» **Directions**
Each line below is to be copied exactly; images do not go into the copy.

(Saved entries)
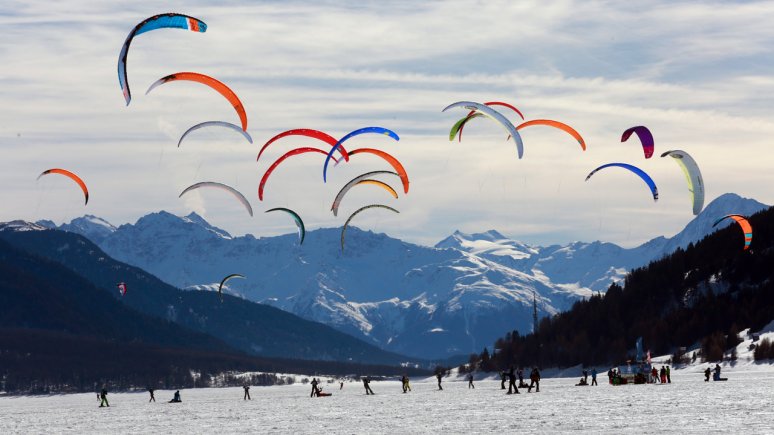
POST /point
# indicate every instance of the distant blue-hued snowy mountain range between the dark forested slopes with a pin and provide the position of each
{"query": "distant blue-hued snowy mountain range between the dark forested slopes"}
(456, 297)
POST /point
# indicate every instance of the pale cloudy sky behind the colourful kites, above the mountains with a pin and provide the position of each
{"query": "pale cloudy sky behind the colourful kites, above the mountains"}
(699, 75)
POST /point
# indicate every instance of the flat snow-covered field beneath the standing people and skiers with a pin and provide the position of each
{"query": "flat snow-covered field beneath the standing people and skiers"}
(688, 405)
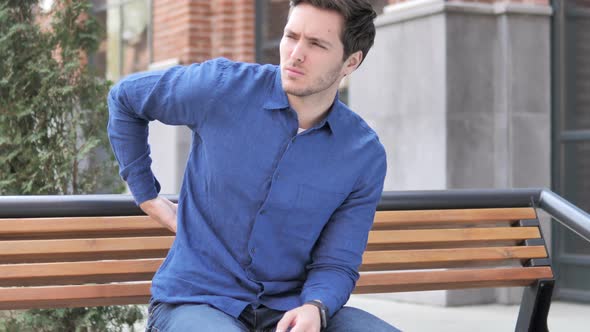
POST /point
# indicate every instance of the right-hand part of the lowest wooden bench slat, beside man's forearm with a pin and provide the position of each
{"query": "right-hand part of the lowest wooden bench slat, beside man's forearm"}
(450, 279)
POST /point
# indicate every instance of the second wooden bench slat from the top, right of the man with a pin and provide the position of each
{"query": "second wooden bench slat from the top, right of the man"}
(445, 236)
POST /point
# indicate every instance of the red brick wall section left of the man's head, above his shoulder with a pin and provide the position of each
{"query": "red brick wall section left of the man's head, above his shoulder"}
(196, 30)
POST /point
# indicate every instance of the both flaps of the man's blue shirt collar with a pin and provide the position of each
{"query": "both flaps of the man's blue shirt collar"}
(277, 100)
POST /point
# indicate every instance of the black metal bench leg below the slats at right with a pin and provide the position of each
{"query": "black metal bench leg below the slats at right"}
(534, 307)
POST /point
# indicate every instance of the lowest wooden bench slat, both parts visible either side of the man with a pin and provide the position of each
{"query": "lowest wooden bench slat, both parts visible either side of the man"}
(109, 294)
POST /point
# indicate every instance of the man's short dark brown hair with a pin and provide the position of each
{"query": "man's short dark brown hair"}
(358, 32)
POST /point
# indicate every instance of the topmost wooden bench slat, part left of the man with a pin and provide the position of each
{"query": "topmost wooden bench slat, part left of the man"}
(91, 226)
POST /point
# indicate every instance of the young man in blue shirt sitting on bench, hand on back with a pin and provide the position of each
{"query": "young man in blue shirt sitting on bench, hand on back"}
(280, 188)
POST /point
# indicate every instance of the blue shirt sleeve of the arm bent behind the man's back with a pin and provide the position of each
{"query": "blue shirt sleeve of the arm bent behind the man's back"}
(181, 95)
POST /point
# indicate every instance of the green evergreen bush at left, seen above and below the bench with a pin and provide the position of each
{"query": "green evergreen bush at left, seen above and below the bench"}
(53, 117)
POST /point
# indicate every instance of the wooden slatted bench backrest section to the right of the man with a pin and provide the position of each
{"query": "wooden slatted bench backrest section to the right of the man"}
(453, 249)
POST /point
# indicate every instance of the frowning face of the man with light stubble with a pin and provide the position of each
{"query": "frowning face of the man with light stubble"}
(311, 51)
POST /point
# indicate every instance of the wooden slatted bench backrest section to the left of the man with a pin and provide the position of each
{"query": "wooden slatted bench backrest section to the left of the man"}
(85, 261)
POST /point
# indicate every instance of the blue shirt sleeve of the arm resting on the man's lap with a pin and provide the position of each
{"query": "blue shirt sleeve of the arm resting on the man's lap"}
(333, 273)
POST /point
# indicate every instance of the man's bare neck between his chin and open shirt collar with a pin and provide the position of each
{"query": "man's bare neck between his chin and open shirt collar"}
(311, 109)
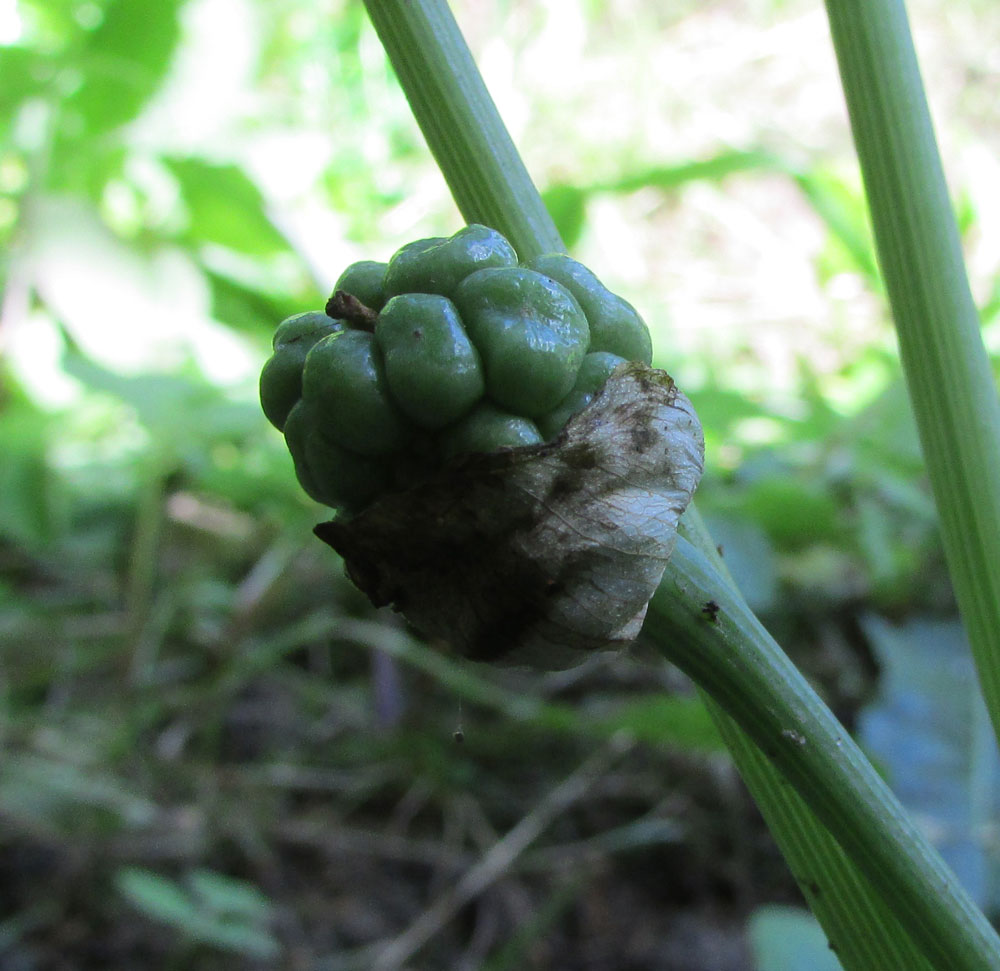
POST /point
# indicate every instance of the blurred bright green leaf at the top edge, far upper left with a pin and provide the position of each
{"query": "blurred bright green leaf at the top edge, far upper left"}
(123, 62)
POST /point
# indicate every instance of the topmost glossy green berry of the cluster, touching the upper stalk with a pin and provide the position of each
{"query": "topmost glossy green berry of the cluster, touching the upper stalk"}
(439, 264)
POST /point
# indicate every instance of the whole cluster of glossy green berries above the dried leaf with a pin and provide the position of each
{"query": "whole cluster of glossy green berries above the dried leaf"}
(451, 347)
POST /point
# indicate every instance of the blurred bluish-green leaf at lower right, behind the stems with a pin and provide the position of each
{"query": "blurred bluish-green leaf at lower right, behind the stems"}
(929, 729)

» **Exercise response**
POST /point
# indicate every instance of the distant blue-hued snowy mountain range between the dark forested slopes with a pin and provide the position of each
{"query": "distant blue-hued snowy mountain range between the dark forested slopes"}
(456, 297)
POST /point
# indicate every instance of the pale cloudy sky behind the colourful kites, above the mountains with a pin and provide the position of each
{"query": "pale cloudy sky behind the colourful kites, above the mountains"}
(699, 75)
POST /point
# indicate every instance of the flat snow-covered field beneath the standing people and skiers with a pin and provide the position of each
{"query": "flat snow-covered field beneath the standing people and skiers"}
(688, 405)
POST /point
# indicate every instance of the right-hand part of the lowest wooden bench slat, beside man's forearm with a pin and provide the position of each
{"query": "right-hand part of the lowest wooden bench slat, beside man's forearm"}
(450, 279)
POST /point
# indicate every instance of the second wooden bench slat from the top, right of the man with a pin and provide the position of each
{"query": "second wooden bench slat from the top, right of the man"}
(445, 236)
POST /point
# indicate every instance of the red brick wall section left of the man's head, above his shoulder with a pin and provide the position of each
{"query": "red brick wall section left of the man's head, above his shoulder"}
(196, 30)
POST /point
# indicate every instance of the both flaps of the man's blue shirt collar with a pin and provide the position of each
{"query": "both flaps of the man's blue shirt collar"}
(277, 100)
POST /point
# indicate every instance of the black metal bench leg below the slats at right with a pin and provide the position of each
{"query": "black metal bench leg below the slats at right"}
(534, 307)
POST /point
# indicate every instance of the lowest wooden bench slat, both parts visible either side of the man with a pin and provide the position of each
{"query": "lowest wooden bench slat, both parts visible either side of the man"}
(109, 294)
POST /point
# indicate every instance of the man's short dark brown hair with a pin and provide the position of each
{"query": "man's short dark brown hair"}
(358, 32)
POST /point
# indicate every instance of the topmost wooden bench slat, part left of the man with a pin and provide the position of each
{"query": "topmost wooden bench slat, part left of the man"}
(91, 226)
POST /point
# indicate every instance of the young man in blue shirt sitting on bench, hand on back with a pin and provide the position of each
{"query": "young man in blue shirt sitting on bench, hand on back"}
(280, 188)
POST /point
# indicate every instance of the blue shirt sleeve of the arm bent behind the man's back with a pin and provide the position of each
{"query": "blue shirt sleeve of the arm bent behind the man's back"}
(181, 95)
POST /point
# indicate every instance of the green evergreen bush at left, seen above and below the bench with a pin and provide the position of each
{"query": "green evergreen bush at left, seen above and below the bench"}
(53, 117)
POST /point
# indicate every instance of the wooden slatted bench backrest section to the right of the man with a pin and provide the position of each
{"query": "wooden slatted bench backrest section to the right of the man"}
(453, 249)
POST /point
# indicate every instance of the frowning face of the man with light stubble with a pin and provide the position of each
{"query": "frowning face of the man with light stubble"}
(311, 51)
POST /point
# indicate every instance of the wooden slatted bench backrest section to the left of the man with a pin and provide the position of each
{"query": "wooden slatted bench backrest section to the left of the man"}
(85, 261)
POST /point
# indicate every instance of the blue shirt sleeve of the arm resting on the man's lap with a pin and provide the position of each
{"query": "blue shirt sleeve of the arm resting on the man's lap"}
(333, 273)
POST /point
# indicate every instance of the man's bare neck between his chin and open shirt collar with a pin and provide the position of each
{"query": "man's bare neck between his chin and open shirt collar"}
(311, 109)
POST /point
# indicate every instance of the blurred bright green leaf at the top edge, far upper left with a pin and provide the position of each
{"query": "blurred bright green leaf at the top edge, far upper left"}
(123, 62)
POST /point
# indicate every instance of the topmost glossy green berry of the cluster, touching the upper stalk with a pin and provide the position of each
{"query": "topmost glossy green berry of the cluster, touching the upper stalk"}
(439, 264)
POST /point
# indicate every instance of the whole cluster of glossy green berries above the dried leaf with a pin and provide the position of each
{"query": "whole cluster of glossy green berries above the dried leaf"}
(451, 347)
POST /point
# indicate every instance of the blurred bluish-green leaf at lower right, behind the stems with a pin and provide the position of each
{"query": "blurred bluish-green leaf at lower right, behind the stems"}
(929, 729)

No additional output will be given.